■ **EXCERPT TO READ**
━━━━━━━━━━━━━━━━━━━━

In 1952, Elia Kazan appeared before the House Un-American Activities Committee (HUAC) and, under fear of being blacklisted from Hollywood, named eight people from the Group Theatre who in recent years had been fellow members of the Communist Party. After speaking with Kazan about his testimony Miller traveled to Salem, Massachusetts to research the witch trials of 1692. The Crucible, an allegorical play in which Miller likened the situation with the House Un-American Activities Committee to the witchhunt in Salem, opened at the Beck Theatre on Broadway on January 22 1953. Though widely considered unsuccessful at the time of its initial release, today The Crucible is one of Miller's most frequently produced works. Miller and Kazan had been close friends throughout the late 1940s and early 1950s, but after Kazan's testimony to HUAC, the pair's friendship ended, and they did not speak to each other for the next ten years. HUAC took an interest in Miller himself not long after The Crucible opened, denying him a passport to attend the play's London opening in 1954. Kazan defended his own actions through the film, On the Waterfront, in which a dockworker heroically testifies against a corrupt union boss. Miller was in turn to respond with the play A View from the Bridge, in which another dockworker's decision to inform on two illegal immigrants is based on ignoble, self-serving motives.

Miller's experience with HUAC affected him throughout his life. In the late 1970s he became very interested in the highly publicized Barbara Gibbons murder case, in which Gibbons' son Peter Reilly was convicted of his mother's murder based on what many felt was a coerced confession and little other evidence. City Confidential, an A&E program about the murder, postulates that part of the reason Miller took such an active interest (including supporting Reilly's defense and using his own celebrity to bring attention to Reilly's plight) was because he had felt similarly persecuted in his run-in with the HUAC. He sympathized with Reilly, whom he firmly believed to be innocent and to have been railroaded by the Connecticut State Police and the Attorney General who had initially prosecuted the case.

In 1955 a one-act version of Miller's verse drama, A View From The Bridge, opened on Broadway in a joint bill with one of Miller's lesser-known plays, A Memory of Two Mondays. The following year, Miller returned to A View from the Bridge, revising it into a two-act prose version, which Peter Brook produced in London.
1956 - 1964
In June of 1956 Miller divorced Mary Slattery, and on June 29, he married Marilyn Monroe. Miller and Monroe had first met in 1951, when they had a brief affair, and had remained in contact since then.

━━━━━━━━━━━━━━━━━━━━

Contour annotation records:
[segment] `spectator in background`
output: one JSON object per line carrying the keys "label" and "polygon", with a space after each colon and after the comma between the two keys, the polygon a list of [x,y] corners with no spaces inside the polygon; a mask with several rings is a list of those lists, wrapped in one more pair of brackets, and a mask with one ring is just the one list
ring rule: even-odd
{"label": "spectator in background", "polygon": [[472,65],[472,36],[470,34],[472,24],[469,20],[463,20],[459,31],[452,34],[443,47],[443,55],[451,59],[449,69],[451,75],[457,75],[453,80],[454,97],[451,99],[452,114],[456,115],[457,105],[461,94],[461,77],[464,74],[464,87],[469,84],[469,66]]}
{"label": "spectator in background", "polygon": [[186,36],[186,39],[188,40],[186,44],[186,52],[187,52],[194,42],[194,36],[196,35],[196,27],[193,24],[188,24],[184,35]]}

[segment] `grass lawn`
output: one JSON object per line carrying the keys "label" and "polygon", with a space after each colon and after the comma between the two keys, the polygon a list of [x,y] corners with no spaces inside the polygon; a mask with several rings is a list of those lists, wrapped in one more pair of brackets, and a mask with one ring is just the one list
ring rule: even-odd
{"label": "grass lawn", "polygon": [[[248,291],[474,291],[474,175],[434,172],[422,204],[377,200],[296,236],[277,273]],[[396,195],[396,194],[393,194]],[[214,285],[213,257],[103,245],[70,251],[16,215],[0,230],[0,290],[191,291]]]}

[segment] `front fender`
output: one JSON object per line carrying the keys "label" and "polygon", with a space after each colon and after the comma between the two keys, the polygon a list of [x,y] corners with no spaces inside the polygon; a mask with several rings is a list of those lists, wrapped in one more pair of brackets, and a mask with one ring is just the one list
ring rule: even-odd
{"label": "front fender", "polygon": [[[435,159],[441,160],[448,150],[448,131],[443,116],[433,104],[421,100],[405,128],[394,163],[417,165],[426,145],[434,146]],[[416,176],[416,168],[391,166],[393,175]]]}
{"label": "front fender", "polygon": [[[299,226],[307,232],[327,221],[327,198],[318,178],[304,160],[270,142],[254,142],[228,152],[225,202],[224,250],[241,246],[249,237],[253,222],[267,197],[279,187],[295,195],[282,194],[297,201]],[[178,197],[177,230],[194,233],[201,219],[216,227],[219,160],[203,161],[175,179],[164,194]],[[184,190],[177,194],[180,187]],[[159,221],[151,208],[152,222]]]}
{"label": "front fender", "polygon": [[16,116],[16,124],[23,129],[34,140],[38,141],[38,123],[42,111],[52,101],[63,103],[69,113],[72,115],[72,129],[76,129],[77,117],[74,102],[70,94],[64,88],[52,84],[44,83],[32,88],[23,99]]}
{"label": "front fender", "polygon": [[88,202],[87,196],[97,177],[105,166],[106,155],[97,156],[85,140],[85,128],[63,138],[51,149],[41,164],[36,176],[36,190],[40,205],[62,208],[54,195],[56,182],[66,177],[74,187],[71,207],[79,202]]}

━━━━━━━━━━━━━━━━━━━━

■ **YOUR INSTRUCTIONS**
Decide whether each statement agrees with the text about Miller and HUAC. Answer yes or no for each, quoting the deciding words of the text.
(a) The Crucible opened at the Beck Theatre on Broadway.
(b) After Kazan's testimony, Miller and Kazan did not speak for five years.
(c) The Crucible was widely considered a success when it was first released.

■ **OUTPUT OF THE EXERCISE**
(a) Yes: "opened at the Beck Theatre on Broadway on January 22 1953"
(b) No: "they did not speak to each other for the next ten years"
(c) No: "widely considered unsuccessful at the time of its initial release"